▸ **Entries provided**:
▬▬▬

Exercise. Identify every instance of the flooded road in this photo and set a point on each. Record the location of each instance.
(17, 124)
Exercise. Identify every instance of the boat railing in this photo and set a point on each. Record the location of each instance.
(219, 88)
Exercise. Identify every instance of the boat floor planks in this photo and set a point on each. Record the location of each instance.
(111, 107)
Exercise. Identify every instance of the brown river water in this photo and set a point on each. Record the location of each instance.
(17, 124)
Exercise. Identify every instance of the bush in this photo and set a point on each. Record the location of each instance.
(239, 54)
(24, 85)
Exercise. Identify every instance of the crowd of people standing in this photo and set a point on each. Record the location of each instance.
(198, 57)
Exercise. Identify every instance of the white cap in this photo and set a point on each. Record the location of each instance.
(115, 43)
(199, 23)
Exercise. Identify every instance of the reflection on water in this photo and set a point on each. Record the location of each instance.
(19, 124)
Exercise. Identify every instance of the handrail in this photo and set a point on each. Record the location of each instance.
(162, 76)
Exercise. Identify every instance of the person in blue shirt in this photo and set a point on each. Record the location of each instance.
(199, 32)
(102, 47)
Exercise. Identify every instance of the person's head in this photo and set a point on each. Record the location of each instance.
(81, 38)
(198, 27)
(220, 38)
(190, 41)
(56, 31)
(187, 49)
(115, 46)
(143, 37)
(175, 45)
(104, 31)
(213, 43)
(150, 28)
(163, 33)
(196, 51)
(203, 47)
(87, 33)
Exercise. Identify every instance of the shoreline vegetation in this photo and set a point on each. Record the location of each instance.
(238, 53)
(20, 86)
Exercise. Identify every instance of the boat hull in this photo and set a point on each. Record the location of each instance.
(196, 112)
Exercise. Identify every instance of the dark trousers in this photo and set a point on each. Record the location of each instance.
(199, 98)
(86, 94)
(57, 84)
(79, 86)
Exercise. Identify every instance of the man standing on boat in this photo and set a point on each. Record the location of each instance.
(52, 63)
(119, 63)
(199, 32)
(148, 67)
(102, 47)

▬▬▬

▸ **Exercise brief**:
Please repeat the listing above in full and exactly.

▸ **Solution to this exercise**:
Exercise. Identify every instance of the flooded road in this photo and set a point on each. Record the location of each instance.
(17, 124)
Exercise. Identify every instance of the boat railing in this photo and set a point on each. Record the location of each instance.
(219, 88)
Exercise. Identify every instance of the boat floor planks in this photo and set a point on each. Record the location of each instance.
(111, 107)
Exercise. Identify every instance of the brown river water in this photo and set a point on each. Record the location of each instance.
(17, 124)
Exercise. Identify every instance of the bush in this photo and set a point on each. Record the location of each instance.
(239, 54)
(24, 85)
Exercise. Identify every instance of the crowd of people standing in this photo and set a point on each. Record the location of each instance.
(198, 57)
Exercise. Identify every instance of the white cap in this photo and set a point on each. Record the location of each instance.
(115, 43)
(199, 23)
Exercise. Identify every instance of the reflection on water in this photo and set a point on each. Record the location of each instance.
(19, 124)
Exercise. Identify every instance of the handrail in this photo and set a point on each. Record the location of each instance.
(162, 76)
Exercise. Identify every instance of the person in blue shirt in this photo and set a point on each. Record the location of each instance.
(199, 32)
(102, 47)
Exercise. Identify every instance of the person's head in this photo and set a point on each. Record the location of each instance.
(81, 38)
(198, 27)
(220, 38)
(190, 41)
(56, 31)
(187, 49)
(115, 46)
(143, 37)
(175, 45)
(104, 31)
(213, 43)
(150, 28)
(163, 33)
(196, 51)
(203, 47)
(87, 33)
Exercise. Identify every instance of the shoreline vegetation in this photo and set a point on each. Record the location of each instance.
(238, 53)
(20, 86)
Exercise. Identify every instance of the boat hull in this photo and set a point on each. Record the location of each instance.
(196, 112)
Exercise. Identify every instance of the dark trousers in this photo and set a point on each. Record the location of each instance.
(199, 98)
(86, 94)
(57, 84)
(79, 86)
Exercise. Identify every instance of the man standing on boat in this photo and set a point on each. Record the location of each instance.
(52, 63)
(119, 63)
(199, 32)
(148, 67)
(102, 47)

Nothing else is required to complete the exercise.